┏━━

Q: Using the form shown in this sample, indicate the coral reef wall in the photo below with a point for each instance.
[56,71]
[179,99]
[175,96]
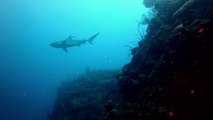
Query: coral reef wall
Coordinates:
[171,73]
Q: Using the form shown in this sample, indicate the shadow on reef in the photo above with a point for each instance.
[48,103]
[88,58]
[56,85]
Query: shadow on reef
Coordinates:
[84,97]
[170,76]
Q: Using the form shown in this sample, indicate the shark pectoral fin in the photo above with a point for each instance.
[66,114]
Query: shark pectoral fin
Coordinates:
[70,37]
[65,49]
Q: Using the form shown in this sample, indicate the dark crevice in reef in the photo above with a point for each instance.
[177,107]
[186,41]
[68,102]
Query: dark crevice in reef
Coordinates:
[171,72]
[170,76]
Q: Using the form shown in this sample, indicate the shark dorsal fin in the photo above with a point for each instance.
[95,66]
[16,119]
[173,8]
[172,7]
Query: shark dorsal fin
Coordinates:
[64,42]
[70,37]
[65,49]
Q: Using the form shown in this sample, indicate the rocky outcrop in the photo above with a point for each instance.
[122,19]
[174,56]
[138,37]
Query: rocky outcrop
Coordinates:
[171,72]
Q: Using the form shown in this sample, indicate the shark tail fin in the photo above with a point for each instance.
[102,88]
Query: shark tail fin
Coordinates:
[92,38]
[65,49]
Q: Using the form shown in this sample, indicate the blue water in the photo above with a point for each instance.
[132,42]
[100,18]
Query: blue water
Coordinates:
[31,70]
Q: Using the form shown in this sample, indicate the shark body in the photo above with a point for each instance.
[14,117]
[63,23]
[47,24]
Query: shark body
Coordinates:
[69,42]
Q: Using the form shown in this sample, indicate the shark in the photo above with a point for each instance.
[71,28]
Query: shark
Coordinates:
[70,42]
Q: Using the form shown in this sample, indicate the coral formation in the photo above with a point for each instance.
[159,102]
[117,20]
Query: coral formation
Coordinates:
[169,77]
[170,74]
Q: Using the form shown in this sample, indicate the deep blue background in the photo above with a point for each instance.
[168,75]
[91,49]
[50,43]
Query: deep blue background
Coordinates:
[30,70]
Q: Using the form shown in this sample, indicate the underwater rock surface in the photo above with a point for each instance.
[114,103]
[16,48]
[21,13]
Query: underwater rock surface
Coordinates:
[171,72]
[170,76]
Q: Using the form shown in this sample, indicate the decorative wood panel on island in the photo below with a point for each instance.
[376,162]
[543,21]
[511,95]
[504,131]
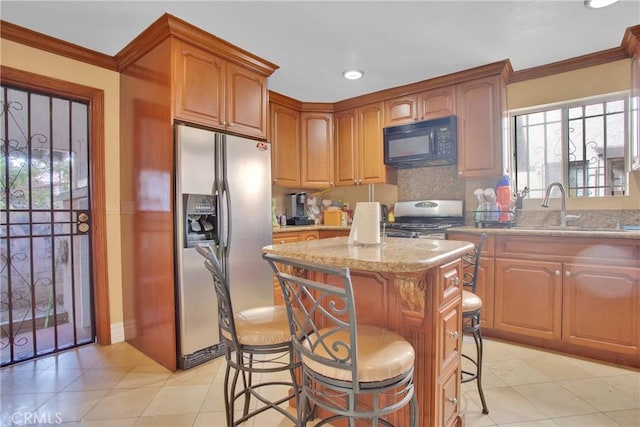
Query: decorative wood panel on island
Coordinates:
[412,287]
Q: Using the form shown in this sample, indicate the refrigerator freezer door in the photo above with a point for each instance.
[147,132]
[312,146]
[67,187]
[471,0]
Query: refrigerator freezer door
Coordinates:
[196,299]
[248,182]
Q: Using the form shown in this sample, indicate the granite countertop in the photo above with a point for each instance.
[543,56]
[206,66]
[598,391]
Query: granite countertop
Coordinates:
[556,231]
[289,228]
[393,255]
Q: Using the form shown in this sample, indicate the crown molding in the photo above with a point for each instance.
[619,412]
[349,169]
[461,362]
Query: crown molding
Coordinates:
[631,41]
[584,61]
[25,36]
[170,26]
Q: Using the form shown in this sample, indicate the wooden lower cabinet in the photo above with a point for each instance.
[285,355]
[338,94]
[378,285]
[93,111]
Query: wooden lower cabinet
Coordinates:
[576,295]
[449,396]
[528,297]
[601,307]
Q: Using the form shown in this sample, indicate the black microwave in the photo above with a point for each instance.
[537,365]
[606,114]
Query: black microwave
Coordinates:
[420,144]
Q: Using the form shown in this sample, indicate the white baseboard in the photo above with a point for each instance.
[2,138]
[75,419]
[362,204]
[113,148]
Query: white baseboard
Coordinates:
[117,332]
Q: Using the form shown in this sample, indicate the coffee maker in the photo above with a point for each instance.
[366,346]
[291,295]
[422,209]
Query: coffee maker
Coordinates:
[296,209]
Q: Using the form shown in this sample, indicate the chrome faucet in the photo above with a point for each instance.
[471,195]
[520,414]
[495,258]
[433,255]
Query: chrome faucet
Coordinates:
[563,211]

┗━━

Transcribe the whole listing exactly. Pictures are excluded.

Q: Using the form shown in this sample, indicate the coral reef wall in the photo below with a point for each instance.
[56,71]
[179,99]
[175,96]
Query: coral reef wall
Coordinates:
[171,73]
Q: Using the form shown in this sample, indicate the shadow on reef in the photo above with a point for each instance.
[48,103]
[88,58]
[56,85]
Query: shadow on reef
Coordinates:
[84,97]
[170,76]
Q: Using the form shown in this sample, indicate the shark pectoral fin in the photo above with a point for each instance.
[66,114]
Query: shark pectoral fin
Coordinates:
[70,37]
[65,49]
Q: Using the form shown in this sample, indicate the dark crevice in reef in the photo above with a point for each instance.
[177,107]
[186,41]
[68,102]
Query: dark crevice in reef
Coordinates:
[171,72]
[170,76]
Q: Using the form shown in this sample, indicate the shark dorsal fin in the photo above with a point for each instance.
[95,66]
[16,119]
[173,8]
[172,7]
Query: shark dorsal fin
Coordinates:
[64,42]
[70,37]
[65,49]
Q: Using the form shown in this sample, indicate the rocky outcrop in the photo above with a point for each instance.
[122,19]
[174,56]
[138,37]
Query: rocky outcrop
Coordinates:
[171,72]
Q: Using the form shown in this sample, indicate the shark tail fin in the photo above with a point for each instance.
[102,88]
Query: shark tail fin
Coordinates:
[92,38]
[65,49]
Q: Using the form shown in this sample, indicate the blue water in the photo above with a point for each instance.
[132,42]
[100,18]
Query: blue water
Coordinates:
[31,70]
Q: Using the form shown in this sample, indicate the shark body in the photo above with a point for each instance.
[14,117]
[63,23]
[47,24]
Query: shark body
Coordinates:
[69,42]
Q: Using the form shown in this sample, indicate the shark in the photo above with a point for each instance.
[71,28]
Query: shark
Coordinates:
[70,42]
Q: Using the form shown in this sample, indicate the coral formation in the photo above with a point for each instance.
[159,102]
[117,20]
Query: coral formation
Coordinates:
[169,77]
[170,74]
Q: Using the form shown in this sample, indicate the deep blue background in the photo above with a point for each instance.
[168,75]
[91,49]
[50,43]
Query: deep blue background
Coordinates:
[30,70]
Q: Using the form shown in this sample, indicate the underwater rock surface in the photo above with a point for each instance.
[114,103]
[16,48]
[21,13]
Query: underwater rock surface
Coordinates:
[171,72]
[170,76]
Q: Using the form shown in this sample, indicate the decorative wood panel on island in the photo below with a point for each instance.
[376,162]
[543,21]
[511,95]
[504,131]
Query: decorative wood panel on island
Coordinates:
[412,287]
Q: Using the form shown in this sample, indicate the refrigerator freezer door in the photo above with a point for each instance.
[147,132]
[312,146]
[67,187]
[471,0]
Query: refrigerator freezer door
Coordinates:
[196,299]
[248,182]
Q: Using the form shown in this sample, indicate the granite countertop in the photo above with a point for each instance.
[543,56]
[206,66]
[598,391]
Query: granite countertop
Coordinates:
[556,231]
[289,228]
[393,255]
Q: Using the form shown in this sample, indicate the crown molding in the photo above with a point for each instance.
[619,412]
[349,169]
[461,362]
Query: crown molding
Coordinates:
[631,41]
[584,61]
[25,36]
[170,26]
Q: Using the form shown in this sample, indicate the wooden lower cabinet in the photo above with a point for each instance.
[285,355]
[338,94]
[378,285]
[93,111]
Query: wooden lower cabinet
Coordinates:
[576,295]
[449,396]
[528,297]
[601,307]
Q: Using the form shown in this sample, indicate the black microwave in the photo above with a point for each instance.
[537,365]
[606,114]
Query: black microwave
Coordinates:
[420,144]
Q: Using the form shown in this sample, indicate the white baseboard in the photo above with a point for each instance.
[2,138]
[75,419]
[362,204]
[113,148]
Query: white baseboard
Coordinates:
[117,332]
Q: Using the form shown in this sample, indicate the coffee maker in the photo above with a point for each instance.
[366,346]
[291,295]
[422,209]
Query: coffee maker
Coordinates:
[296,209]
Q: Using the form shown in this sample, indicate the chrome faucet in the photo above with a point for each instance.
[471,195]
[520,414]
[495,258]
[433,255]
Query: chrome faucet
Coordinates:
[563,211]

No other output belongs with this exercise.